Written request
Repeat every entry in the listing below, exactly.

[Data records]
########

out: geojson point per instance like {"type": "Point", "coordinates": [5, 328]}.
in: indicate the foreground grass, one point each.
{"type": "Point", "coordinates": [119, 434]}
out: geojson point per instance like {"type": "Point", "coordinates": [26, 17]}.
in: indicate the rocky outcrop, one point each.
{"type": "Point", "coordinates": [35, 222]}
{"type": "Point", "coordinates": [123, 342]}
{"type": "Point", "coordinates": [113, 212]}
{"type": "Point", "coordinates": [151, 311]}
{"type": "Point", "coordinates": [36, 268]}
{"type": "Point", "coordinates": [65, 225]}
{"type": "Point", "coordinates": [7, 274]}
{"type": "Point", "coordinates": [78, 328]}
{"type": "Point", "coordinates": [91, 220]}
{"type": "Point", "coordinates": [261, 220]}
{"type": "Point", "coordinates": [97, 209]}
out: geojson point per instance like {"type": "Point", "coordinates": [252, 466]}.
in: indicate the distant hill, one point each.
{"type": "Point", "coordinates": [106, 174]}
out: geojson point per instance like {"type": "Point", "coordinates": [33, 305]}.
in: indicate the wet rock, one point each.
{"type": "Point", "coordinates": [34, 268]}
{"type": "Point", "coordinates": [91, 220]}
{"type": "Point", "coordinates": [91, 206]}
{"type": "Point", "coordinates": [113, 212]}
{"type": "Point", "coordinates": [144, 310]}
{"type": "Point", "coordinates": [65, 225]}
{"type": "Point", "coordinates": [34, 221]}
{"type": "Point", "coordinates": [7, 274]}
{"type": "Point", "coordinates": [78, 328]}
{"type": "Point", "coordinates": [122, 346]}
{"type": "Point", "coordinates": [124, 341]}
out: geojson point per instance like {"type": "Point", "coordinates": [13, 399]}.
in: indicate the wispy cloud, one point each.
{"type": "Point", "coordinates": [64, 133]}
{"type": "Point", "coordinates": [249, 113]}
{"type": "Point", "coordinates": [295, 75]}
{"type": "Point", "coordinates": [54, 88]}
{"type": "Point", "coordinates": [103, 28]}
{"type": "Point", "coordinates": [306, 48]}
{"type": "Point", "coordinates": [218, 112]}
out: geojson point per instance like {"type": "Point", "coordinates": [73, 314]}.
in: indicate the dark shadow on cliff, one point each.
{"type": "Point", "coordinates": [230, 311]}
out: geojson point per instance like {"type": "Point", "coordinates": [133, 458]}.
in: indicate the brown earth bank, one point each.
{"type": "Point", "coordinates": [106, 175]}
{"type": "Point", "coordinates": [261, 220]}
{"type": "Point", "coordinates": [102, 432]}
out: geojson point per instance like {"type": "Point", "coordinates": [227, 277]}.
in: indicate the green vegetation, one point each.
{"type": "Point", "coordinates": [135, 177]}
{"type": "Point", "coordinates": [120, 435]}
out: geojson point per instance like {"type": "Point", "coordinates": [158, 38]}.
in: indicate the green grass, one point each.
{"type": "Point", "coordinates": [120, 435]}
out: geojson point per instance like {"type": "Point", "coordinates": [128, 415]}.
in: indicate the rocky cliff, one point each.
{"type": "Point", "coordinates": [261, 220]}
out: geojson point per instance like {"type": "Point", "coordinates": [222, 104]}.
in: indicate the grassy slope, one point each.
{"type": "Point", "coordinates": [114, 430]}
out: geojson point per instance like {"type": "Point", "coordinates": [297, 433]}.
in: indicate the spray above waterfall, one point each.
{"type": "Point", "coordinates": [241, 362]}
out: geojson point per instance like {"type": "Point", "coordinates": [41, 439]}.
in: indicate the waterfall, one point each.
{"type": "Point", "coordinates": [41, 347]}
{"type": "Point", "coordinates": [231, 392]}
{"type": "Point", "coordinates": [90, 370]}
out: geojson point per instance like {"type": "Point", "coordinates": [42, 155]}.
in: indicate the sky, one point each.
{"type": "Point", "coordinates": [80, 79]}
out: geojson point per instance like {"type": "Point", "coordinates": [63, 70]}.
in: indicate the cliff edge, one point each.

########

Solution for this problem
out: geojson point per instance like {"type": "Point", "coordinates": [5, 328]}.
in: indicate the foreground grass, one point each.
{"type": "Point", "coordinates": [119, 434]}
out: geojson point per instance like {"type": "Point", "coordinates": [26, 17]}.
in: indicate the rocky outcrop, one point each.
{"type": "Point", "coordinates": [35, 222]}
{"type": "Point", "coordinates": [123, 342]}
{"type": "Point", "coordinates": [113, 212]}
{"type": "Point", "coordinates": [151, 311]}
{"type": "Point", "coordinates": [36, 268]}
{"type": "Point", "coordinates": [65, 225]}
{"type": "Point", "coordinates": [7, 274]}
{"type": "Point", "coordinates": [78, 328]}
{"type": "Point", "coordinates": [91, 220]}
{"type": "Point", "coordinates": [261, 220]}
{"type": "Point", "coordinates": [97, 209]}
out: geojson point per instance like {"type": "Point", "coordinates": [252, 466]}.
in: indicate the distant hill, one point each.
{"type": "Point", "coordinates": [106, 174]}
out: geojson point per instance like {"type": "Point", "coordinates": [33, 305]}.
in: indicate the wet rock, one point each.
{"type": "Point", "coordinates": [34, 268]}
{"type": "Point", "coordinates": [91, 220]}
{"type": "Point", "coordinates": [91, 206]}
{"type": "Point", "coordinates": [113, 212]}
{"type": "Point", "coordinates": [144, 310]}
{"type": "Point", "coordinates": [65, 225]}
{"type": "Point", "coordinates": [34, 221]}
{"type": "Point", "coordinates": [7, 274]}
{"type": "Point", "coordinates": [78, 328]}
{"type": "Point", "coordinates": [122, 346]}
{"type": "Point", "coordinates": [124, 341]}
out: geojson point per instance like {"type": "Point", "coordinates": [13, 399]}.
in: indicate the wispy cloud, one point each.
{"type": "Point", "coordinates": [64, 133]}
{"type": "Point", "coordinates": [249, 113]}
{"type": "Point", "coordinates": [295, 75]}
{"type": "Point", "coordinates": [54, 88]}
{"type": "Point", "coordinates": [103, 28]}
{"type": "Point", "coordinates": [306, 48]}
{"type": "Point", "coordinates": [218, 112]}
out: geojson point per instance like {"type": "Point", "coordinates": [73, 314]}.
in: indicate the dark shadow on cliff, one point each.
{"type": "Point", "coordinates": [230, 311]}
out: geojson point per instance like {"type": "Point", "coordinates": [133, 458]}.
in: indicate the brown earth bank, one point each.
{"type": "Point", "coordinates": [106, 175]}
{"type": "Point", "coordinates": [261, 220]}
{"type": "Point", "coordinates": [102, 432]}
out: geojson point per instance like {"type": "Point", "coordinates": [227, 277]}.
in: indicate the green vegetation, one point each.
{"type": "Point", "coordinates": [135, 177]}
{"type": "Point", "coordinates": [120, 435]}
out: geojson point per instance like {"type": "Point", "coordinates": [158, 38]}.
in: indicate the green grass, one point each.
{"type": "Point", "coordinates": [120, 435]}
out: geojson point per instance like {"type": "Point", "coordinates": [128, 415]}.
in: indicate the rocky cliff, one point each.
{"type": "Point", "coordinates": [261, 220]}
out: geojson point per instance like {"type": "Point", "coordinates": [222, 104]}.
in: indicate the grassy slope, one point each.
{"type": "Point", "coordinates": [114, 430]}
out: geojson point per instance like {"type": "Point", "coordinates": [297, 433]}.
in: indicate the spray above waterfall, one point each.
{"type": "Point", "coordinates": [241, 362]}
out: geojson point per instance like {"type": "Point", "coordinates": [41, 439]}.
in: indicate the waterfall, one point each.
{"type": "Point", "coordinates": [41, 347]}
{"type": "Point", "coordinates": [231, 392]}
{"type": "Point", "coordinates": [90, 370]}
out: geojson point per instance like {"type": "Point", "coordinates": [42, 155]}.
in: indicate the sky, one point each.
{"type": "Point", "coordinates": [80, 79]}
out: geojson point per instance like {"type": "Point", "coordinates": [63, 70]}.
in: indicate the cliff edge, one point each.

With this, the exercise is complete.